◆ PROVIDED MATERIAL:
--
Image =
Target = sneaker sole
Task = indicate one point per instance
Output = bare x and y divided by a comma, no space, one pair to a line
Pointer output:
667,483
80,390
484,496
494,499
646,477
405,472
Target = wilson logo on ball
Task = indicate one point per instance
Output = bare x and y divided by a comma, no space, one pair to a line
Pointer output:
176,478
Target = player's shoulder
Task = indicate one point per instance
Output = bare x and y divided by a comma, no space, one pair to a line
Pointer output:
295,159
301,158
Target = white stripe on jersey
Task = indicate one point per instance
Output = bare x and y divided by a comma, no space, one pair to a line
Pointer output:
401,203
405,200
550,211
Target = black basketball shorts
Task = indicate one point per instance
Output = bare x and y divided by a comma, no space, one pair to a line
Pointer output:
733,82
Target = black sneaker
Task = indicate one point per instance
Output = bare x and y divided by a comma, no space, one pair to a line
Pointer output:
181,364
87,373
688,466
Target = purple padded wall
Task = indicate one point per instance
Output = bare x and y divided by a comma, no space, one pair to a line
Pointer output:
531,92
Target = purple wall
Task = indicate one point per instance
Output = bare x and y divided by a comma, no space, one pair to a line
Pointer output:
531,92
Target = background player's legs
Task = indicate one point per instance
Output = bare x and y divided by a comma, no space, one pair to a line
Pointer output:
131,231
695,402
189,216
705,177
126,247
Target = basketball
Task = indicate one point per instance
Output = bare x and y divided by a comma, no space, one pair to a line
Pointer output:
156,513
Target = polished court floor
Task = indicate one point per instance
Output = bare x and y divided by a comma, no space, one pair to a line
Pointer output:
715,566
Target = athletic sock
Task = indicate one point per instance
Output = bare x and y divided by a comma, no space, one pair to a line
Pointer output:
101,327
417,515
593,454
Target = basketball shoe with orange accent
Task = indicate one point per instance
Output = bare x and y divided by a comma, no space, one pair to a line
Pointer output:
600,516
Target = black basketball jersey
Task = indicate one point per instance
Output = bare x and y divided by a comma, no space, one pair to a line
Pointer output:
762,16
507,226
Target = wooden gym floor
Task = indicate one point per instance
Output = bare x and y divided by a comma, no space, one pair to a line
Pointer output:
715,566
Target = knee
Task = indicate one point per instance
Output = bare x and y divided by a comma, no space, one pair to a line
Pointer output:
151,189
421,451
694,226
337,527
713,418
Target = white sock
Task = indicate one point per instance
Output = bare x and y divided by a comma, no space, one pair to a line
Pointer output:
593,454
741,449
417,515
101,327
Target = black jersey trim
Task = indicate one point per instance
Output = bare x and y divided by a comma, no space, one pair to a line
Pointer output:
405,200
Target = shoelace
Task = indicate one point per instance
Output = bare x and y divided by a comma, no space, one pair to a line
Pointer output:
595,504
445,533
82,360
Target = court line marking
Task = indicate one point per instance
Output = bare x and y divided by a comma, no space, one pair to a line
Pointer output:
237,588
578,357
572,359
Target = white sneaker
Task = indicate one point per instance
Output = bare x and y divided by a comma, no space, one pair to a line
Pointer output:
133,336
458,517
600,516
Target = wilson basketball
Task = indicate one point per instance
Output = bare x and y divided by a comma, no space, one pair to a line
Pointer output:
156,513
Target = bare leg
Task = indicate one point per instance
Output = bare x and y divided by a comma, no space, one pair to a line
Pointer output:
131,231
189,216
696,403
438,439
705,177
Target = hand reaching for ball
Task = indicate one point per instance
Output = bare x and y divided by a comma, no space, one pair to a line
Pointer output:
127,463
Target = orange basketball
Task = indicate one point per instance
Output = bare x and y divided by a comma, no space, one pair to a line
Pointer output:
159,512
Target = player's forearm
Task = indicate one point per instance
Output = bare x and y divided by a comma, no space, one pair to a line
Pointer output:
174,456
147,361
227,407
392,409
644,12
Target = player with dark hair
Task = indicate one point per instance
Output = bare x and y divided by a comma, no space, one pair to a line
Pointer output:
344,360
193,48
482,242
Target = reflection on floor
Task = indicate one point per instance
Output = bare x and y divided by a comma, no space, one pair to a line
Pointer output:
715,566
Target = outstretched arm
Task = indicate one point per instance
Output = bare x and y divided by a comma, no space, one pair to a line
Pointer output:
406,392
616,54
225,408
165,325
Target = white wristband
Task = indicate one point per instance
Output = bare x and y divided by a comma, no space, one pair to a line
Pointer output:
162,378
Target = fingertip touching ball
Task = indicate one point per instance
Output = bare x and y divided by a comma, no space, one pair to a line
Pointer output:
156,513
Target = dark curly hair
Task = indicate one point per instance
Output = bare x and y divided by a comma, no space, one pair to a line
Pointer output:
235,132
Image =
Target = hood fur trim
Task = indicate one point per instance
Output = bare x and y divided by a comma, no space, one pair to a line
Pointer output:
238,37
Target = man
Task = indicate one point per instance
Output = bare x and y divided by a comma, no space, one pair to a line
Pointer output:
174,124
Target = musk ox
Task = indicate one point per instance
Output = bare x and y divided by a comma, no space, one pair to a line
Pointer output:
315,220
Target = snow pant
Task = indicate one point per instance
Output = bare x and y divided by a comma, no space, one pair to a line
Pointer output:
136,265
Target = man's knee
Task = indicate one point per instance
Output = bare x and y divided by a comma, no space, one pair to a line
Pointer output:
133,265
--
◆ REQUIRED TASK:
Convert the lines above into a Markdown table with the columns n and Line, where n numbers each row and Line holds that line, leaving out any blank lines.

◆ REPLY:
| n | Line |
|---|---|
| 1 | Image = |
| 2 | Target = sneaker sole |
| 3 | Task = indicate one point per instance |
| 4 | Output = bare x and y divided by a comma, no space, one pair to a line |
| 5 | Pointer output: |
| 6 | 667,483 |
| 7 | 80,390 |
| 8 | 484,496 |
| 9 | 494,499 |
| 10 | 646,477 |
| 11 | 405,472 |
| 12 | Target = wilson logo on ball |
| 13 | Task = indicate one point per instance |
| 14 | Output = bare x and y divided by a comma, no space, one pair to a line |
| 15 | Pointer output: |
| 16 | 176,478 |
| 17 | Target = player's shoulder |
| 18 | Task = indicate one point per instance |
| 19 | Output = bare x and y divided by a comma, no space, one pair to a line |
| 20 | Pointer output: |
| 21 | 295,159 |
| 22 | 301,158 |
| 23 | Target = white stripe on jersey |
| 24 | Task = indicate one point per instance |
| 25 | Output = bare x and y divided by a comma, no space, one pair to a line |
| 26 | Pointer output: |
| 27 | 401,203 |
| 28 | 405,200 |
| 29 | 550,211 |
| 30 | Target = black basketball shorts |
| 31 | Task = indicate one point per instance |
| 32 | Output = bare x and y divided by a comma, no space, one pair to a line |
| 33 | Pointer output: |
| 34 | 733,82 |
| 35 | Target = black sneaker |
| 36 | Task = indicate one point per instance |
| 37 | Output = bare x and y divided by a comma, no space, one pair to a line |
| 38 | Pointer output: |
| 39 | 181,364 |
| 40 | 87,373 |
| 41 | 688,466 |
| 42 | Target = purple padded wall |
| 43 | Task = indicate one point per instance |
| 44 | Output = bare x and y divided by a comma, no space, one pair to a line |
| 45 | Pointer output: |
| 46 | 531,92 |
| 47 | Target = purple wall |
| 48 | Task = indicate one point per instance |
| 49 | Output = bare x and y divided by a comma, no space, one pair to a line |
| 50 | Pointer output: |
| 51 | 531,92 |
| 52 | Target = background player's legs |
| 53 | Task = indicate one point per instance |
| 54 | Output = bare x and y divided by a comma, no space, one pair to a line |
| 55 | Pointer output: |
| 56 | 131,231 |
| 57 | 695,402 |
| 58 | 189,216 |
| 59 | 705,177 |
| 60 | 126,247 |
| 61 | Target = basketball |
| 62 | Task = indicate one point per instance |
| 63 | Output = bare x and y divided by a comma, no space, one pair to a line |
| 64 | Pointer output: |
| 65 | 156,513 |
| 66 | Target = polished court floor |
| 67 | Task = indicate one point per instance |
| 68 | Output = bare x and y divided by a comma, no space, one pair to a line |
| 69 | Pointer output: |
| 70 | 715,566 |
| 71 | Target = athletic sock |
| 72 | Task = indicate one point per instance |
| 73 | Output = bare x and y divided by a comma, no space, one pair to a line |
| 74 | Pointer output: |
| 75 | 101,327 |
| 76 | 417,515 |
| 77 | 593,454 |
| 78 | Target = basketball shoe with orange accent |
| 79 | Task = indicate one point per instance |
| 80 | Output = bare x and y divided by a comma, no space, one pair to a line |
| 81 | Pointer output: |
| 82 | 600,516 |
| 83 | Target = black basketball jersey |
| 84 | Task = indicate one point per instance |
| 85 | Output = bare x and y divided by a comma, no space, one pair to a line |
| 86 | Pointer output: |
| 87 | 762,16 |
| 88 | 507,226 |
| 89 | Target = wooden gym floor |
| 90 | Task = indicate one point per instance |
| 91 | Output = bare x and y divided by a comma, no space, one pair to a line |
| 92 | Pointer output: |
| 93 | 715,566 |
| 94 | Target = knee |
| 95 | Task = indicate one point per instance |
| 96 | Output = bare x and y divided by a comma, no space, one pair to a line |
| 97 | Pointer output: |
| 98 | 151,189 |
| 99 | 421,451 |
| 100 | 694,226 |
| 101 | 337,527 |
| 102 | 713,418 |
| 103 | Target = white sock |
| 104 | Task = indicate one point per instance |
| 105 | Output = bare x and y divided by a comma, no space, one pair to a line |
| 106 | Pointer output: |
| 107 | 593,454 |
| 108 | 741,449 |
| 109 | 417,515 |
| 110 | 101,327 |
| 111 | Target = black jersey trim |
| 112 | Task = indicate one point per instance |
| 113 | Output = bare x and y divided by a comma, no space, one pair to a line |
| 114 | Pointer output: |
| 115 | 405,200 |
| 116 | Target = shoelace |
| 117 | Task = indicate one point per instance |
| 118 | Output = bare x and y divided by a comma, no space, one pair to a line |
| 119 | Pointer output: |
| 120 | 595,504 |
| 121 | 445,533 |
| 122 | 82,360 |
| 123 | Target = court line marking |
| 124 | Task = indicate one point per instance |
| 125 | Output = bare x and y divided by a comma, no space, one pair to a line |
| 126 | Pointer output: |
| 127 | 237,588 |
| 128 | 578,357 |
| 129 | 572,359 |
| 130 | Target = white sneaker |
| 131 | Task = indicate one point per instance |
| 132 | Output = bare x and y divided by a comma, no space, one pair to a line |
| 133 | Pointer output: |
| 134 | 133,336 |
| 135 | 458,517 |
| 136 | 600,516 |
| 137 | Target = wilson basketball |
| 138 | Task = indicate one point per instance |
| 139 | Output = bare x and y divided by a comma, no space, one pair to a line |
| 140 | Pointer output: |
| 141 | 156,513 |
| 142 | Target = bare leg |
| 143 | Task = indicate one point per instance |
| 144 | Output = bare x and y divided by a comma, no space, one pair to a line |
| 145 | Pointer output: |
| 146 | 131,231 |
| 147 | 189,216 |
| 148 | 696,403 |
| 149 | 438,439 |
| 150 | 705,177 |
| 151 | Target = hand reaching for ball |
| 152 | Task = indicate one point per instance |
| 153 | Output = bare x and y divided by a comma, no space, one pair to a line |
| 154 | Pointer output: |
| 155 | 127,463 |
| 156 | Target = orange basketball |
| 157 | Task = indicate one point per instance |
| 158 | Output = bare x and y divided by a comma, no space, one pair to a line |
| 159 | Pointer output: |
| 160 | 159,512 |
| 161 | Target = player's forearm |
| 162 | Task = indicate one point per instance |
| 163 | Output = bare x and y divided by a comma, no space, one pair to a line |
| 164 | Pointer output: |
| 165 | 174,456 |
| 166 | 147,361 |
| 167 | 227,407 |
| 168 | 392,409 |
| 169 | 644,12 |
| 170 | Target = player with dark hair |
| 171 | Task = indicate one point per instance |
| 172 | Output = bare x and y divided by a comma, no space, one pair to a line |
| 173 | Pointer output: |
| 174 | 344,360 |
| 175 | 193,48 |
| 176 | 482,242 |
| 177 | Target = reflection on floor |
| 178 | Task = indicate one point per instance |
| 179 | Output = bare x and y divided by a comma, no space, one pair to a line |
| 180 | Pointer output: |
| 181 | 715,566 |
| 182 | Target = outstretched arm |
| 183 | Task = indicate one point per instance |
| 184 | Output = bare x and y divided by a comma, no space, one pair to a line |
| 185 | Pointer output: |
| 186 | 406,392 |
| 187 | 616,54 |
| 188 | 225,408 |
| 189 | 165,325 |
| 190 | Target = white wristband |
| 191 | Task = indicate one point per instance |
| 192 | Output = bare x and y divided by a comma, no space, one pair to a line |
| 193 | Pointer output: |
| 194 | 162,378 |
| 195 | Target = fingertip touching ball |
| 196 | Task = indicate one point per instance |
| 197 | Output = bare x and y divided by a comma, no space, one pair to a line |
| 198 | Pointer output: |
| 199 | 156,513 |
| 200 | Target = dark curly hair |
| 201 | Task = indicate one point per instance |
| 202 | Output = bare x and y divided by a comma, no space, one pair to a line |
| 203 | Pointer output: |
| 204 | 235,132 |
| 205 | Image = |
| 206 | Target = hood fur trim |
| 207 | Task = indicate one point per instance |
| 208 | Output = bare x and y divided by a comma, no space, one pair to a line |
| 209 | Pointer output: |
| 210 | 238,37 |
| 211 | Target = man |
| 212 | Task = indicate one point per instance |
| 213 | Output = bare x and y divided by a comma, no space, one pair to a line |
| 214 | Pointer output: |
| 215 | 174,124 |
| 216 | Target = musk ox |
| 217 | Task = indicate one point per instance |
| 218 | Output = bare x and y divided by a comma, no space, one pair to a line |
| 219 | Pointer output: |
| 220 | 315,220 |
| 221 | Target = snow pant |
| 222 | Task = indicate one point per instance |
| 223 | Output = bare x and y divided by a comma, no space, one pair to a line |
| 224 | Pointer output: |
| 225 | 136,265 |
| 226 | Target = man's knee |
| 227 | Task = indicate one point per instance |
| 228 | Output = bare x and y divided by a comma, no space, one pair to a line |
| 229 | Pointer output: |
| 230 | 133,265 |